* START DATA FOR THIS TASK *

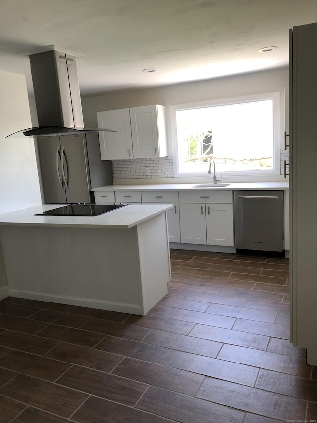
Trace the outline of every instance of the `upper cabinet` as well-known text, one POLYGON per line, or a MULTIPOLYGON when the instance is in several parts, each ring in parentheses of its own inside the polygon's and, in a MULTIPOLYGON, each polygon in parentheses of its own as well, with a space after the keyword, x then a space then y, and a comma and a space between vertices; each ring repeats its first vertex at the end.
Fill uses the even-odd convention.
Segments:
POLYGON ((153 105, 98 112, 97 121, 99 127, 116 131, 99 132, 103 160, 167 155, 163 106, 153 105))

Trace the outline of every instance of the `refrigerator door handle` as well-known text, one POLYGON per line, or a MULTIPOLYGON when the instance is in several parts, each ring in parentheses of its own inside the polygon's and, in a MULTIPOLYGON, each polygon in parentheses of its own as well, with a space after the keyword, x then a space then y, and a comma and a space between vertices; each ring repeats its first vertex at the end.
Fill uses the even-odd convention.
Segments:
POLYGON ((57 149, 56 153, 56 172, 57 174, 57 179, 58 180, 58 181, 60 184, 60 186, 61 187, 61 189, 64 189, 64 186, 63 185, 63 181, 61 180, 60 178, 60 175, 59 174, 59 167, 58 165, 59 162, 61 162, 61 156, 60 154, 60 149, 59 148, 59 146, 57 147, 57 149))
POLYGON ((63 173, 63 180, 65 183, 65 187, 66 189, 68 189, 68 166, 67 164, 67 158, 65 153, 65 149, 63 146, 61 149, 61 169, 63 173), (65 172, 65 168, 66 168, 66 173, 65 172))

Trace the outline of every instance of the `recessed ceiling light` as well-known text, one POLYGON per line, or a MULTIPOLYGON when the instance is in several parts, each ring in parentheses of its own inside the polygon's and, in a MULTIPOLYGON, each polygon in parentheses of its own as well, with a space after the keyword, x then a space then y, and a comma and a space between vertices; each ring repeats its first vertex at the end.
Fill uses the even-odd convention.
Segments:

* END DATA FOR THIS TASK *

» WHAT THE TASK REQUIRES
Format the records as a JSON list of strings, one string per line, from the start of the records up to and including the line that contains "POLYGON ((63 173, 63". Skip blank lines and leave the pictures out.

» OUTPUT
[
  "Trace the outline of every instance of the `upper cabinet` as well-known text, one POLYGON per line, or a MULTIPOLYGON when the instance is in several parts, each ring in parentheses of its own inside the polygon's and, in a MULTIPOLYGON, each polygon in parentheses of its own as well, with a space after the keyword, x then a space then y, and a comma and a space between vertices; each ring repeats its first vertex at the end.",
  "Fill uses the even-odd convention.",
  "Segments:",
  "POLYGON ((153 105, 98 112, 97 121, 99 127, 116 131, 99 132, 103 160, 167 155, 163 106, 153 105))",
  "Trace the outline of every instance of the `refrigerator door handle` as well-known text, one POLYGON per line, or a MULTIPOLYGON when the instance is in several parts, each ring in parentheses of its own inside the polygon's and, in a MULTIPOLYGON, each polygon in parentheses of its own as well, with a space after the keyword, x then a space then y, and a comma and a space between vertices; each ring repeats its first vertex at the end.",
  "Fill uses the even-odd convention.",
  "Segments:",
  "POLYGON ((57 149, 56 153, 56 172, 57 174, 57 179, 58 180, 58 181, 60 184, 60 186, 61 187, 61 189, 64 189, 64 186, 63 185, 63 181, 61 180, 60 178, 60 175, 59 174, 59 167, 58 165, 59 162, 61 162, 61 156, 60 154, 60 149, 59 148, 59 146, 57 147, 57 149))",
  "POLYGON ((63 173, 63 180, 65 183, 65 187, 66 189, 68 189, 68 166, 67 164, 67 158, 65 153, 65 149, 63 146, 61 149, 61 169, 63 173), (65 172, 65 168, 66 168, 66 173, 65 172))"
]